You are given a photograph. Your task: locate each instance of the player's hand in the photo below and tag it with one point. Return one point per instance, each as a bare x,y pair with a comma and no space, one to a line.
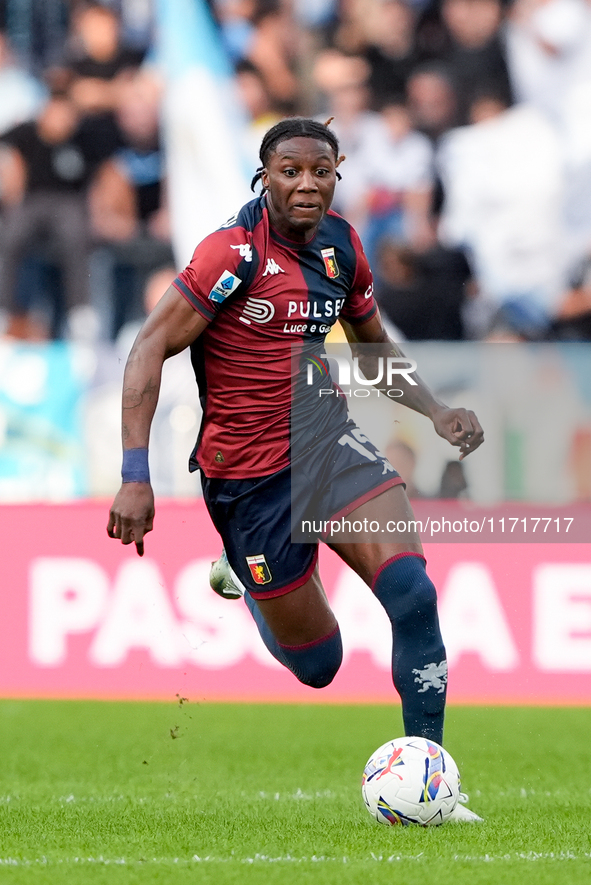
132,514
460,427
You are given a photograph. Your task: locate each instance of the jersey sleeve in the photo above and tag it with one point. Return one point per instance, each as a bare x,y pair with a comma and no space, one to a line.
221,267
360,305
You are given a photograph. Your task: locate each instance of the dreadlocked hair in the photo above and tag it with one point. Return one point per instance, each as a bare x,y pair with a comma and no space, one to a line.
294,127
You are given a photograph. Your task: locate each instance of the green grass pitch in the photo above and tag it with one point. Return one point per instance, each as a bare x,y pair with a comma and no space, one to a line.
188,792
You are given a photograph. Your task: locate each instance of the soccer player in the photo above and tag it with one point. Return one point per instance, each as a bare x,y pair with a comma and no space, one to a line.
254,305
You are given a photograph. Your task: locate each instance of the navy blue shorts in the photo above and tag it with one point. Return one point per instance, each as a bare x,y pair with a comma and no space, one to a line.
260,519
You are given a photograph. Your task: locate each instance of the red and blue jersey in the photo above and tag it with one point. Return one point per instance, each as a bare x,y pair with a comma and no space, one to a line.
270,302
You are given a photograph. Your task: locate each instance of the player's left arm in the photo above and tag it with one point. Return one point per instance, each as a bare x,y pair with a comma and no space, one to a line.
458,426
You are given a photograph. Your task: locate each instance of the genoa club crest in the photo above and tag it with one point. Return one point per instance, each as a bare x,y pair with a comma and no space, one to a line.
260,571
330,262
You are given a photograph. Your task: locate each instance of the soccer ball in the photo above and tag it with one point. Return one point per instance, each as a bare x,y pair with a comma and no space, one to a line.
411,780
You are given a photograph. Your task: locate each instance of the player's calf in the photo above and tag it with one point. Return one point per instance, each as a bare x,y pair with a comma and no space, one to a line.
314,663
419,665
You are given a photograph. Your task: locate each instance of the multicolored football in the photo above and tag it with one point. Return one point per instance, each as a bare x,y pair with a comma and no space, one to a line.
411,780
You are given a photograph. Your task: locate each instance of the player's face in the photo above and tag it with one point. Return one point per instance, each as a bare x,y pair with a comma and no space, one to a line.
300,179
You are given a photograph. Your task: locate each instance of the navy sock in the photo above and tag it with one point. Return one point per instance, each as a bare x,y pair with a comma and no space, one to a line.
419,666
314,663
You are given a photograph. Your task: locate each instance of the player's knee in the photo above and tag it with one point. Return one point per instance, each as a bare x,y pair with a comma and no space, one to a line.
403,586
316,664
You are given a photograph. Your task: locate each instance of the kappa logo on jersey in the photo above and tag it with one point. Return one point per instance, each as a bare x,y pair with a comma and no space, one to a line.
330,263
260,571
227,283
245,251
272,267
257,310
232,220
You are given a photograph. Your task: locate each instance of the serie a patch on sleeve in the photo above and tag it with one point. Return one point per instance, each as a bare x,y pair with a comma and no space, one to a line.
227,283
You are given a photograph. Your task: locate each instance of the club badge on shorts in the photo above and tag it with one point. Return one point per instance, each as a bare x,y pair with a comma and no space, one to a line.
260,571
330,263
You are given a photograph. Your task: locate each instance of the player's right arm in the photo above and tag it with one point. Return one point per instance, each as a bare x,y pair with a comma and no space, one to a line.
171,327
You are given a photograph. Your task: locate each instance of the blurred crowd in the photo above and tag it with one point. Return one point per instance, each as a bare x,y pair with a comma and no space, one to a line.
466,126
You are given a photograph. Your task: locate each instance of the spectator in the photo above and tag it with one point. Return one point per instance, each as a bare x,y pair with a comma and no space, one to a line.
475,55
503,182
95,67
423,293
391,52
128,198
45,177
432,100
572,321
21,95
342,81
548,50
399,179
258,103
98,58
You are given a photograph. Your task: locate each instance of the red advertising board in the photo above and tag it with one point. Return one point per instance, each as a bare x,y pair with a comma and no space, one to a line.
85,617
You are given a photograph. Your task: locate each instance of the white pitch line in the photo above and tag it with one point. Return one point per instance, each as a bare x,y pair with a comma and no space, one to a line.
529,856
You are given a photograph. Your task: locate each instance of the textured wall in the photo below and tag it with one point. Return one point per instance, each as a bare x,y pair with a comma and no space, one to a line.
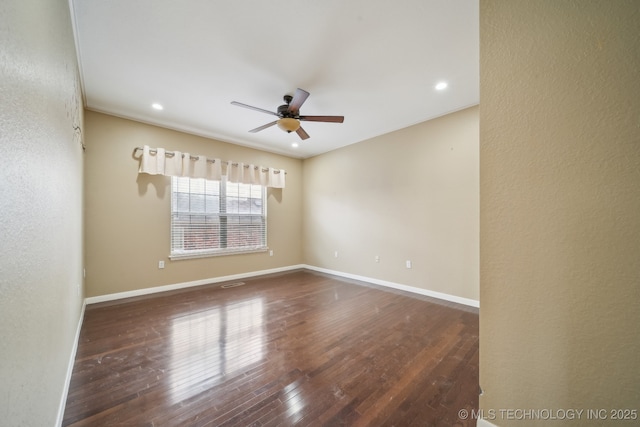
560,206
128,214
41,208
408,195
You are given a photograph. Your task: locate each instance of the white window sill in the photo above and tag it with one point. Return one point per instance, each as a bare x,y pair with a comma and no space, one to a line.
207,254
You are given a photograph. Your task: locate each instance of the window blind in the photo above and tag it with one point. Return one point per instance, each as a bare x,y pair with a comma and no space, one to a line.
216,217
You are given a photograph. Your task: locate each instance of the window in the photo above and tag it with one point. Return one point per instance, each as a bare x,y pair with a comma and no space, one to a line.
216,217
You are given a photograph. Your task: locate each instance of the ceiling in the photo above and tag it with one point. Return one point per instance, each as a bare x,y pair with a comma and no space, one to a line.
374,62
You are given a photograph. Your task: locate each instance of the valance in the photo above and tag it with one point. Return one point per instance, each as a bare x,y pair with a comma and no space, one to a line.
158,161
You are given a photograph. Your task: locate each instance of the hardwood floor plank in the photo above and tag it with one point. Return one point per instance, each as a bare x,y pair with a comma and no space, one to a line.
300,348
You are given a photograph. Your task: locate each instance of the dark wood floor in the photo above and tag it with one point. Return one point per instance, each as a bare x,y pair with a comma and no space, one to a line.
300,348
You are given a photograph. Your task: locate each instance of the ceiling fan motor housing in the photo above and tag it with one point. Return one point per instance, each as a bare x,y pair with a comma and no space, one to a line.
283,111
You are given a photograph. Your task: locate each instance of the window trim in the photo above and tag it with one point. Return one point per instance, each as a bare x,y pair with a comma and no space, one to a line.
207,253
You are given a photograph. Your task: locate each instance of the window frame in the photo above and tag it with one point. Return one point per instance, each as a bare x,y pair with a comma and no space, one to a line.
223,223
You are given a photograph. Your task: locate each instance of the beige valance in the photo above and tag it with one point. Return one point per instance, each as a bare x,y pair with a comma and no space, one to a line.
158,161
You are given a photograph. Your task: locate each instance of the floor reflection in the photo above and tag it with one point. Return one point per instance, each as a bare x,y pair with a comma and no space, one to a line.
209,345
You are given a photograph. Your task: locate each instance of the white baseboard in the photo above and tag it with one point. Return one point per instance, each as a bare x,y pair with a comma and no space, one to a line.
426,292
72,361
148,291
156,289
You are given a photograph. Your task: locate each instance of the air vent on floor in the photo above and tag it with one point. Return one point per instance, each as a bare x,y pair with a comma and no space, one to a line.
232,285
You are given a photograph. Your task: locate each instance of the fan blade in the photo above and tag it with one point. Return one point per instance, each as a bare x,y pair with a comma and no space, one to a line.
298,99
302,134
263,127
240,104
331,119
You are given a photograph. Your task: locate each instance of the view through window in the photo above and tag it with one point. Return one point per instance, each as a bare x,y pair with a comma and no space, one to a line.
216,217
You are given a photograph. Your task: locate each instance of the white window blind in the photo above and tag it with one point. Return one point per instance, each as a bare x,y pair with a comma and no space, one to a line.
216,217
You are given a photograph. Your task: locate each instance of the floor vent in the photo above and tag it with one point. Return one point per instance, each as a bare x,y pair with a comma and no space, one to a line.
232,285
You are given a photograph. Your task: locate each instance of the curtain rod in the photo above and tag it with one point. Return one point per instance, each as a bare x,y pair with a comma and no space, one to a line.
171,154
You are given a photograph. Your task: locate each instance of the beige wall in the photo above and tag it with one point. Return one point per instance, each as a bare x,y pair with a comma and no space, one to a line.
408,195
128,214
41,209
560,206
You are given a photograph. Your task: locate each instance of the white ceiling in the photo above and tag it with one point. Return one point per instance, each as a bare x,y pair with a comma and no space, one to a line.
376,62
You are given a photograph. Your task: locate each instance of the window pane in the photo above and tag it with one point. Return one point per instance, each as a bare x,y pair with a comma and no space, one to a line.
210,217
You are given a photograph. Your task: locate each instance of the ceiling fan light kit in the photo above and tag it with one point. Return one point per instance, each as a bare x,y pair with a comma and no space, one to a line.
289,114
288,124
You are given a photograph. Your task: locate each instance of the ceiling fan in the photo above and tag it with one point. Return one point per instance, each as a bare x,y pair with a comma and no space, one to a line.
289,115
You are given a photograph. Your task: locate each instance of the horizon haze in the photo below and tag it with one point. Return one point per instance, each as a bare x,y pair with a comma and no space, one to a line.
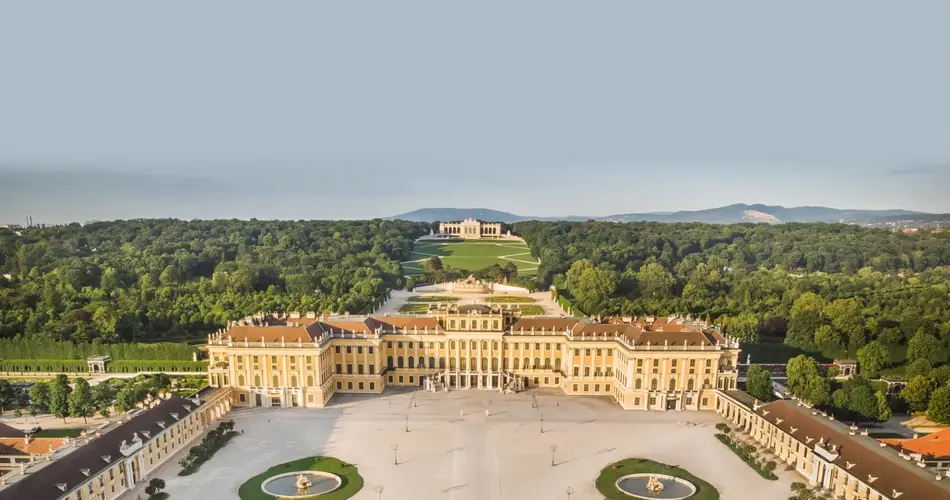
338,111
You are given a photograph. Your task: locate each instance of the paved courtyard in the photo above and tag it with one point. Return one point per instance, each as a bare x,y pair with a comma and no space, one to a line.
454,451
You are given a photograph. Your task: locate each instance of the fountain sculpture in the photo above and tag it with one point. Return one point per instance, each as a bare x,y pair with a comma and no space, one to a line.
303,484
654,485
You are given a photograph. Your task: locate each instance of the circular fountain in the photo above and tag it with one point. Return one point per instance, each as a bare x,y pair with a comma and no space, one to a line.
301,484
651,486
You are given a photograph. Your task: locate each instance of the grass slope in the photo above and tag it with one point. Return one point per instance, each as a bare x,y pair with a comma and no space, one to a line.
607,481
472,255
352,481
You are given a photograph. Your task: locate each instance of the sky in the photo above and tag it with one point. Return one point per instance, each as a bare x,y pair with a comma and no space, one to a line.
327,110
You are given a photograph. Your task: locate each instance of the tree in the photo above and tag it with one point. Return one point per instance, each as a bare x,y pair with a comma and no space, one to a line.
59,397
7,396
800,370
872,358
590,286
939,408
923,346
917,392
759,383
804,319
80,400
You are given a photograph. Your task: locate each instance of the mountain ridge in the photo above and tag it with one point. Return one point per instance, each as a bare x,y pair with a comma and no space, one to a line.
729,214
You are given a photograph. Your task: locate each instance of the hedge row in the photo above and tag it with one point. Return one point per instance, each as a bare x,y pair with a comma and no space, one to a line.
76,366
42,348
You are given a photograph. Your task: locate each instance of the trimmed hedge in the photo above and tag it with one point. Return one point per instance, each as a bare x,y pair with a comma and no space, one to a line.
42,348
77,366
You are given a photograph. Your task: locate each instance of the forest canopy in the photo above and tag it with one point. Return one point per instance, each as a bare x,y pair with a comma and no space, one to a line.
154,279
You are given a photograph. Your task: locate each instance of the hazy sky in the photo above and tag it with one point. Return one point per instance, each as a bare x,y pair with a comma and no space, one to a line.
363,109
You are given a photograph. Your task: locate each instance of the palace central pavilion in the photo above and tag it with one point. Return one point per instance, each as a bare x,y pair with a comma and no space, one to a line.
663,363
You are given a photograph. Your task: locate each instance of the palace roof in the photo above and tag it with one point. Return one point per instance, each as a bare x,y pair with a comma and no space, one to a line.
864,460
88,460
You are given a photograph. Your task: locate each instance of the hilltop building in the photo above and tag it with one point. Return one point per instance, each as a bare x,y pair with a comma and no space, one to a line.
471,229
664,363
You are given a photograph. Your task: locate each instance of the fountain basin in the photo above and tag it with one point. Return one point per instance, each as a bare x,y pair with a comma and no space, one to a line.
284,485
674,488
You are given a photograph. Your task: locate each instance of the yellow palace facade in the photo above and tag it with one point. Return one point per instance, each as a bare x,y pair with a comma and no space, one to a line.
298,360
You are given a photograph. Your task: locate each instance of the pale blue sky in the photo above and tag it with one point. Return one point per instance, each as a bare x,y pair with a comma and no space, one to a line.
363,109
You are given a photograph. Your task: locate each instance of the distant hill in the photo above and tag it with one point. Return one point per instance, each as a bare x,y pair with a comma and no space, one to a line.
722,215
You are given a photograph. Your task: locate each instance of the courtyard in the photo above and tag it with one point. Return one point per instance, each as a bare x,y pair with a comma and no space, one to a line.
473,445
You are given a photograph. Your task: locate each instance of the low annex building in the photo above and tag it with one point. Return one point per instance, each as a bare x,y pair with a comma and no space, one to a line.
834,458
104,466
663,363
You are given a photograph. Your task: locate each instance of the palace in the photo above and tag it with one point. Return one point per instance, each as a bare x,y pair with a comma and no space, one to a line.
663,363
471,229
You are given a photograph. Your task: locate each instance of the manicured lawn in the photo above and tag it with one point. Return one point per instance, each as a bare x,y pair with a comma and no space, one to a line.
418,308
512,299
433,298
352,481
58,433
607,481
472,255
531,309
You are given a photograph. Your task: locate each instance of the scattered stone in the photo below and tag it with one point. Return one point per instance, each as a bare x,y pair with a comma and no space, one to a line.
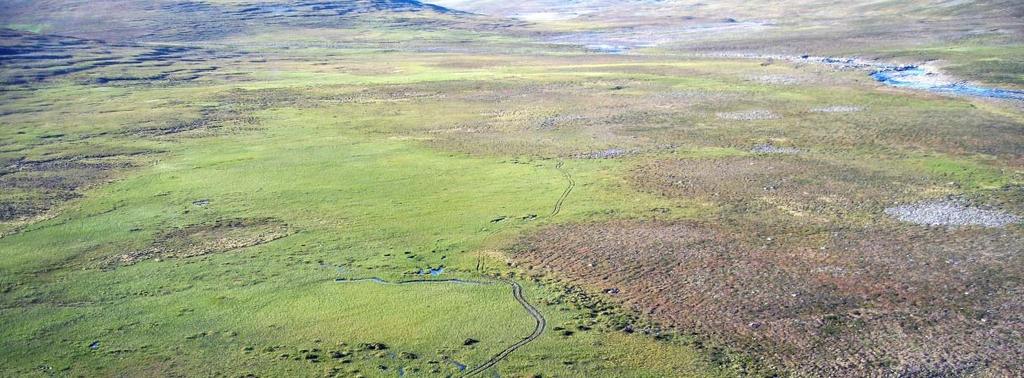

• • • • • • •

[Your instructions] Report each line of the data above that contains the string "navy", reproducing the lines unchanged.

[Reply]
You are given a photograph. Your task: locate each instance of the navy blue shorts in the photo above and tag it with one point. Return one point per instance, each as a bare x,y pair with a comma and no space, one to a line.
You are given a photograph. Your task: locate each instance of the navy sock in the photo above and tag it with one point. Return one point per instance, each as a bare x,y pair with a comma and no space, one to a line.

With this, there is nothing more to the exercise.